This test is to check the radio driver installation.

The radio's registry keys are OK.

Nic name. . . . . . . . . : Atheros AR9285 802.11b/g/n WiFi Adapter

Driver name . . . . . . . : ATHRX

Driver path . . . . . . . : C:\Windows\system32\DRIVERS\athrx.sys

Driver version. . . . . . : 8.0.0.316

Active Profile Name . . : Not Found



The radio driver has been installed.







Card insertion test

This test is to check the card insertion.



The card has been inserted.







Card enable test

This test is to check if the radio/driver is enabled.



The radio has been enabled.







Association test

This test is to check your client adapter's association to an access point.

Link Status . . . . . . . : Not Associated



Your client adapter is not associated to an access point.

Configure the radio card and set SSID and other properties.





Authentication test

This test is to check authentication.



Authentication test bypassed, because authentication is not in use.







Network test

This test is to check your network settings.

Your IP address: 0.0.0.0.



You have not configured your computer to use the client adapter.

##############################

• **WRITTEN TASK A**: Report every line of the listing that contains the string "slice", matching case exactly.

##############################

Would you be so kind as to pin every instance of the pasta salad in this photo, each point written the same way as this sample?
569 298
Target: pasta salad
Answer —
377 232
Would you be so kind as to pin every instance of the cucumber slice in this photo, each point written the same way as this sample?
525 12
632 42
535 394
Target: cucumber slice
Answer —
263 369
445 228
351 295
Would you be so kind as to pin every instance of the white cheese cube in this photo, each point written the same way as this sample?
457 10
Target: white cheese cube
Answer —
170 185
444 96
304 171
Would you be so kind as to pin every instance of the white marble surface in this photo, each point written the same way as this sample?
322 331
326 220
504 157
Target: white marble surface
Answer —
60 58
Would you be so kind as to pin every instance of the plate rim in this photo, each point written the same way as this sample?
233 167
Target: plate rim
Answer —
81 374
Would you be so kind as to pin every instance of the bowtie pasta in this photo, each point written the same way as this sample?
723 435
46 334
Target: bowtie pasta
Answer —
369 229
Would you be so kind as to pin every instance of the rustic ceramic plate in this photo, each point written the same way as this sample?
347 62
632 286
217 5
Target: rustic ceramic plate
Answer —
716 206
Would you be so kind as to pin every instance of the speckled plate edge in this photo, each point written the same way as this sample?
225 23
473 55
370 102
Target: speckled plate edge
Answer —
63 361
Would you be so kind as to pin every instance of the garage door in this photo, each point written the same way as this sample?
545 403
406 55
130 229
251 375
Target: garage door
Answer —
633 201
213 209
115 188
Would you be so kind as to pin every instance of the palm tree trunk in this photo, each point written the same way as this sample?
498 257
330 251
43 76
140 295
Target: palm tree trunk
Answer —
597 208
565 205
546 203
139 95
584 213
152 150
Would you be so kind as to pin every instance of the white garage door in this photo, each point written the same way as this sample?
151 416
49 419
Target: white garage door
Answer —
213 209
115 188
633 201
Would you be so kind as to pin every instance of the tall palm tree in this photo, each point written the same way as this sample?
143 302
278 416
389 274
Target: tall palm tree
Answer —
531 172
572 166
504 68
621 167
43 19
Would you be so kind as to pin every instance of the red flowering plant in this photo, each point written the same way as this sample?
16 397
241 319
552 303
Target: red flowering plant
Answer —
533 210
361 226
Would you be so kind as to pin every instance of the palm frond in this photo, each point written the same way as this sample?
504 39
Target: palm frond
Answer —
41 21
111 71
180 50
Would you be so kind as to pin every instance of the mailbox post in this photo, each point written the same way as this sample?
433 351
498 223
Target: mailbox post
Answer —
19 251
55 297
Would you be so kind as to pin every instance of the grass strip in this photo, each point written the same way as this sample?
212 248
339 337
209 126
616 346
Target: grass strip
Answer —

##############################

• **WRITTEN TASK B**: In the adapter diagnostic report, which field labels are followed by a row of dots before their values? List all of them.

• **CORRECT ANSWER A**:
Would you be so kind as to pin every instance of the cucumber slice in this photo, each point written the same way as this sample?
Target: cucumber slice

• **CORRECT ANSWER B**:
Nic name
Driver name
Driver path
Driver version
Active Profile Name
Link Status